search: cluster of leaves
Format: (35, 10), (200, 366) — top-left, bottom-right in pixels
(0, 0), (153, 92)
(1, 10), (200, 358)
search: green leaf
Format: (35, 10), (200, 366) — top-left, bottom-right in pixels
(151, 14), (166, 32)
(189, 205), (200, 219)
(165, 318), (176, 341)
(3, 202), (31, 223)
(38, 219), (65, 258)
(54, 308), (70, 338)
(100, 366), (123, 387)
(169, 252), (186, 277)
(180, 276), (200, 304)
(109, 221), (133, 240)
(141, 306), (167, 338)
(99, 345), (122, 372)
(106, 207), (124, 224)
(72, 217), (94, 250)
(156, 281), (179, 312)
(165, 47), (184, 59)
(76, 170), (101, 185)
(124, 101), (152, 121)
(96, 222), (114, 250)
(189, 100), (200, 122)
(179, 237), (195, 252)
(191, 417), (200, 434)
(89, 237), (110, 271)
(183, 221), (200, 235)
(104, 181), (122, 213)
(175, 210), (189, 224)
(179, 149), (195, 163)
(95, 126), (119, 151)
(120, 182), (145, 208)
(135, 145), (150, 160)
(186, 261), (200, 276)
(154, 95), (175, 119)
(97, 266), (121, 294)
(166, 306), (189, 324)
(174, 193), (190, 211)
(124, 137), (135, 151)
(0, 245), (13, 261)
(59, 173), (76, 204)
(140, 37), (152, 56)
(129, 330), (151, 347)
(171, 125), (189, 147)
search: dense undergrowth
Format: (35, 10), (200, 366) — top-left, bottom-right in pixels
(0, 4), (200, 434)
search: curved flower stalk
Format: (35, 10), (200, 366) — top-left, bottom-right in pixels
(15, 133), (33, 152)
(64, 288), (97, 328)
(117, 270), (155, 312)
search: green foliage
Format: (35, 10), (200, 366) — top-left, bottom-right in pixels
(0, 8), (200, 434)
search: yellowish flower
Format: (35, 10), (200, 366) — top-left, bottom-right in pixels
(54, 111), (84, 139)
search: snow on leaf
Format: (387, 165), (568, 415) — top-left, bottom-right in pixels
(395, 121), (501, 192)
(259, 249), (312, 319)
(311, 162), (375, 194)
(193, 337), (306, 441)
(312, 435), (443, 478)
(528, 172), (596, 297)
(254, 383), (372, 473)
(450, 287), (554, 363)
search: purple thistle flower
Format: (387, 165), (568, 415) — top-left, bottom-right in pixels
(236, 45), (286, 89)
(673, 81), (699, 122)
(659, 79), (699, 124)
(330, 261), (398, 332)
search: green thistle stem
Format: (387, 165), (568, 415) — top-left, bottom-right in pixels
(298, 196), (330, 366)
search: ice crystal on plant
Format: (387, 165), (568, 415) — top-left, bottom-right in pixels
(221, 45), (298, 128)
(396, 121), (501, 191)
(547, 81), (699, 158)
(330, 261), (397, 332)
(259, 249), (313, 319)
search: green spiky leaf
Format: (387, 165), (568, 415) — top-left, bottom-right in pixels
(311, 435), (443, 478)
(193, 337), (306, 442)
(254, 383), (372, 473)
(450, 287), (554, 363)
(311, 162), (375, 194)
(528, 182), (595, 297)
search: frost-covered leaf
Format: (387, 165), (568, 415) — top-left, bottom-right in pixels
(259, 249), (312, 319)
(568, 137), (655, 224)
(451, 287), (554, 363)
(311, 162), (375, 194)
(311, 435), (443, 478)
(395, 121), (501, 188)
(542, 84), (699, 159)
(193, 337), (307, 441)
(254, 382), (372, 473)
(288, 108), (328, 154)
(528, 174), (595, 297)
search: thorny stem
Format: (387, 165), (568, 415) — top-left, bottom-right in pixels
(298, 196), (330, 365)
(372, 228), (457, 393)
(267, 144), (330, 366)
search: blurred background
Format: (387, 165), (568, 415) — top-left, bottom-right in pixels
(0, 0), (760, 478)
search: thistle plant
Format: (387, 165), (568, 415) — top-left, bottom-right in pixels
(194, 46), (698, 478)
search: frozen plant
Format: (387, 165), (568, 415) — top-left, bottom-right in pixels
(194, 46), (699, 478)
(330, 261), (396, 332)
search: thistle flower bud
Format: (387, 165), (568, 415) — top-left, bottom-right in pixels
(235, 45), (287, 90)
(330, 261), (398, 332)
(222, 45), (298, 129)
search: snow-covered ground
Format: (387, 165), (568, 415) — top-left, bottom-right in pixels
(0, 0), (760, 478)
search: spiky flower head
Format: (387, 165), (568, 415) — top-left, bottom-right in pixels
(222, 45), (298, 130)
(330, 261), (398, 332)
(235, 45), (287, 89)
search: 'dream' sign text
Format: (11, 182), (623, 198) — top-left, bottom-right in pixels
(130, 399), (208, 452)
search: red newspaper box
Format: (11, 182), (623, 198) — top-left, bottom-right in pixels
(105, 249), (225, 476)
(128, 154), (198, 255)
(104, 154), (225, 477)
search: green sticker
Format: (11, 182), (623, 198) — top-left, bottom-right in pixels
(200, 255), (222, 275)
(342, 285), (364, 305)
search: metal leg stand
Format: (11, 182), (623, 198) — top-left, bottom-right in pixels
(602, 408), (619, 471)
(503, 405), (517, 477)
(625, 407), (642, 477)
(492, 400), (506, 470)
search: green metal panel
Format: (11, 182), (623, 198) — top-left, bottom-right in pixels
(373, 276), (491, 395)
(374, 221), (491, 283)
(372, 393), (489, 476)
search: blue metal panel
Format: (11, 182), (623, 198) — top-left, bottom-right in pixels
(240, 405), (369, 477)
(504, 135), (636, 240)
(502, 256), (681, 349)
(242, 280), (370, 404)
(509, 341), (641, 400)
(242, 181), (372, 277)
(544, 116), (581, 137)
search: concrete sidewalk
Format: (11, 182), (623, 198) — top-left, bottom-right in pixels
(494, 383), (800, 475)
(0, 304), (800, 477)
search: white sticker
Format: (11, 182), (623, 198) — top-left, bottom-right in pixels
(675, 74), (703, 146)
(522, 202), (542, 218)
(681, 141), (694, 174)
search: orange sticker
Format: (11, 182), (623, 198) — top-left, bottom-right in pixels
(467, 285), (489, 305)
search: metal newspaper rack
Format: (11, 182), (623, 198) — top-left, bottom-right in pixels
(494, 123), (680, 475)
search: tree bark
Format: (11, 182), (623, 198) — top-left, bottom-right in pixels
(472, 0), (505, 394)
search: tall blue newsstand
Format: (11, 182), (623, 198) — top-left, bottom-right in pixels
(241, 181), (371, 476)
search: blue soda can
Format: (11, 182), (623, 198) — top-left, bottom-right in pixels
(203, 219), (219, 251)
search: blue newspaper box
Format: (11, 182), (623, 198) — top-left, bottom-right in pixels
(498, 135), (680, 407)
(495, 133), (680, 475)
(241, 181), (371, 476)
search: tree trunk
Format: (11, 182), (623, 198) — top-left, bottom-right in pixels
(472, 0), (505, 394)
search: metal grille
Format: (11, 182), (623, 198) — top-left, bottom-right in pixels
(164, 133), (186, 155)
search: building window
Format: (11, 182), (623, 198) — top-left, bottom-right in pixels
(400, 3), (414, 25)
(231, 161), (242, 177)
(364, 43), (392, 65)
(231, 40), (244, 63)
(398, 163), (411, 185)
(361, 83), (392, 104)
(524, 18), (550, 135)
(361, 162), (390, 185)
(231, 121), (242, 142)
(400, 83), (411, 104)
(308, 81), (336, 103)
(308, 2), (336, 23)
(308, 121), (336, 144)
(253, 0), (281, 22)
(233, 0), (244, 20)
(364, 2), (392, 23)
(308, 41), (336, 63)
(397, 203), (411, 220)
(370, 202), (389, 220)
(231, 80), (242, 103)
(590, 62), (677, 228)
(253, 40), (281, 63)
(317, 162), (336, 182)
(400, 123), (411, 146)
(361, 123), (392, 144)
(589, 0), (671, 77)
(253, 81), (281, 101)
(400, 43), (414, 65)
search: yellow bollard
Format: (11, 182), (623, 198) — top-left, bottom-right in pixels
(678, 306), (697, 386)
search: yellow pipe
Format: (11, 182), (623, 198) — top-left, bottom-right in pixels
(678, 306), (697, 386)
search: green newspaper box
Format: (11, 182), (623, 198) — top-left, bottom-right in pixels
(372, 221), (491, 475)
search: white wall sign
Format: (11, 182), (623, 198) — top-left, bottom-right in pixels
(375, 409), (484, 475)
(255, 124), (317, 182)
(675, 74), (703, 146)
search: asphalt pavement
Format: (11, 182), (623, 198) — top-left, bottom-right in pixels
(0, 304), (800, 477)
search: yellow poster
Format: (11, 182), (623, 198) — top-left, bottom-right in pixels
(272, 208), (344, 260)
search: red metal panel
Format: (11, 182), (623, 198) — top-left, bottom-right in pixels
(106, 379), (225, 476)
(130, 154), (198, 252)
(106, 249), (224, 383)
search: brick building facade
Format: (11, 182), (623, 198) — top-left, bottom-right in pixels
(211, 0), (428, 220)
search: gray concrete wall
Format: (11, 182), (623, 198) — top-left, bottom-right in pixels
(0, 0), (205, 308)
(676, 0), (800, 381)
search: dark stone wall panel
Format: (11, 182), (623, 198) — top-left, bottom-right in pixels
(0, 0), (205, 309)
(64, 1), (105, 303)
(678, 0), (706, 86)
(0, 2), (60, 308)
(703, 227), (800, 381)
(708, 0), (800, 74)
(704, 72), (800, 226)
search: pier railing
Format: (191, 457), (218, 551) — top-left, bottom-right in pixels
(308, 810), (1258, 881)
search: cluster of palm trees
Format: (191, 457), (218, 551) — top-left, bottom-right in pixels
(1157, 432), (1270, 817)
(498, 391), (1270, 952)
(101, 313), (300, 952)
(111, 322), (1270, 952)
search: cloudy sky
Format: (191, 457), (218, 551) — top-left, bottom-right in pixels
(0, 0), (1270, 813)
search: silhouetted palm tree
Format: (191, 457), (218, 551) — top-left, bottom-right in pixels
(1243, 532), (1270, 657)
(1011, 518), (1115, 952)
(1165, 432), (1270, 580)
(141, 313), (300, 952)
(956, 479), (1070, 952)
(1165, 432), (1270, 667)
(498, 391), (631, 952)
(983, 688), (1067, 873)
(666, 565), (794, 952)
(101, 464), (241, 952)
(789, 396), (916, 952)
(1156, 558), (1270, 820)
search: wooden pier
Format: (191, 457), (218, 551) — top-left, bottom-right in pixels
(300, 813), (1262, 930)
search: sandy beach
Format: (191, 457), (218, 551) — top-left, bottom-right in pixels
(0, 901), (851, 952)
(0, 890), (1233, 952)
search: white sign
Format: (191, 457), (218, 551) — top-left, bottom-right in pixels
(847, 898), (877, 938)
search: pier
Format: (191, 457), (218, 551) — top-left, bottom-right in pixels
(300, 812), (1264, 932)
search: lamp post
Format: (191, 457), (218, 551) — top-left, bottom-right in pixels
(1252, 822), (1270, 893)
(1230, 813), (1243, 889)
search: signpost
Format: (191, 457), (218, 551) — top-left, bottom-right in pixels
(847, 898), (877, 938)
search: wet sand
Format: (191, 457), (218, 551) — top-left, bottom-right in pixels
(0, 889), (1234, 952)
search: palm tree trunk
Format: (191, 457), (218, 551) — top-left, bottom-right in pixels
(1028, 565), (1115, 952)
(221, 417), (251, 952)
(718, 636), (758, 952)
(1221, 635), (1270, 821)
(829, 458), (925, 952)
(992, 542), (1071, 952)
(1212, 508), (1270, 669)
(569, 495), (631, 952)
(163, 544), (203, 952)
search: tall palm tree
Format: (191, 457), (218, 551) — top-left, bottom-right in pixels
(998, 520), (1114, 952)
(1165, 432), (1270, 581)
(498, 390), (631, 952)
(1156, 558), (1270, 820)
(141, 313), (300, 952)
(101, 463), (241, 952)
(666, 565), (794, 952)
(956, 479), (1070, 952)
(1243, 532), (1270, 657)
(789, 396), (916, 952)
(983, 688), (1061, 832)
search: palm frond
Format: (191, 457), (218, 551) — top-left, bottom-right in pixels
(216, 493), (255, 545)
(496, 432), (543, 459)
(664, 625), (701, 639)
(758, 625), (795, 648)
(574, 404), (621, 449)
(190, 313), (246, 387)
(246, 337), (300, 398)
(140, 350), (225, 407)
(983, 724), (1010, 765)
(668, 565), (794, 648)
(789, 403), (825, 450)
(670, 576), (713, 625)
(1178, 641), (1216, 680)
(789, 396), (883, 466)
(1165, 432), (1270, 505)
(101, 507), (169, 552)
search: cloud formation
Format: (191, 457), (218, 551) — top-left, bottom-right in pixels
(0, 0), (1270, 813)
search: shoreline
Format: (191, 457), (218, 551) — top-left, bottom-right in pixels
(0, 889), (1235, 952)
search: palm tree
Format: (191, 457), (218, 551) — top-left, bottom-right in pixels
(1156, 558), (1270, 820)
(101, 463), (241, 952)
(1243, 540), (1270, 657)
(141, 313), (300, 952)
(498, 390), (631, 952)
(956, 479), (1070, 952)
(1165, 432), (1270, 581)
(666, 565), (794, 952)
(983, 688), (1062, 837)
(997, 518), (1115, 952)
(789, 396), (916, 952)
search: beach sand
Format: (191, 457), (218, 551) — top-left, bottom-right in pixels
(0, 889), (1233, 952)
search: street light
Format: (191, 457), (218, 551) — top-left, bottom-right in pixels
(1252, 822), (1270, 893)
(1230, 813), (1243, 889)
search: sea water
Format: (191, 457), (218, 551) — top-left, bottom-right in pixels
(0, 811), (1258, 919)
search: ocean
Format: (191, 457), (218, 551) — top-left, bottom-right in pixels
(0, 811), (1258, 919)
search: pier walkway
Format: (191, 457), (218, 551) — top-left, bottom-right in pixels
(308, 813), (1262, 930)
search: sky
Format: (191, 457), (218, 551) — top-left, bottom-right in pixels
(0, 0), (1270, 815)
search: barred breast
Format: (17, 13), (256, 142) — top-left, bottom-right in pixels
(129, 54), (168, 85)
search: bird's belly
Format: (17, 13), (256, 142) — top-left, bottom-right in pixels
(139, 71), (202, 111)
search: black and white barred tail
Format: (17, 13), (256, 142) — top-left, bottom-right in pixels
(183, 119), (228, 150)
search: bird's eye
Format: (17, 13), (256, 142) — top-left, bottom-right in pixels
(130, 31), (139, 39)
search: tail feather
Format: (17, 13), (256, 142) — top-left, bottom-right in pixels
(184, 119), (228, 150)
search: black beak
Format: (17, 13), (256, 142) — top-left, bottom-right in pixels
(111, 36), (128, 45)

+---+

Task objective:
Render as a JSON list of strings, one per line and with blank lines omitted, the lines of the entries that begin at the line containing "search: red newspaper box" and end after the line containing "(492, 400), (506, 470)".

Reply to the exercise:
[
  "search: red newspaper box",
  "Format: (11, 182), (623, 198) — top-left, bottom-right in pixels",
  "(105, 249), (225, 476)",
  "(128, 154), (198, 255)",
  "(104, 154), (225, 477)",
  "search: green sticker",
  "Format: (11, 182), (623, 198) — top-left, bottom-right in pixels",
  "(200, 255), (222, 275)",
  "(342, 285), (364, 305)",
  "search: metal leg stand",
  "Format: (11, 182), (623, 198) — top-left, bottom-right in pixels",
  "(602, 408), (619, 471)",
  "(503, 405), (517, 477)",
  "(625, 407), (642, 477)",
  "(492, 400), (506, 470)"
]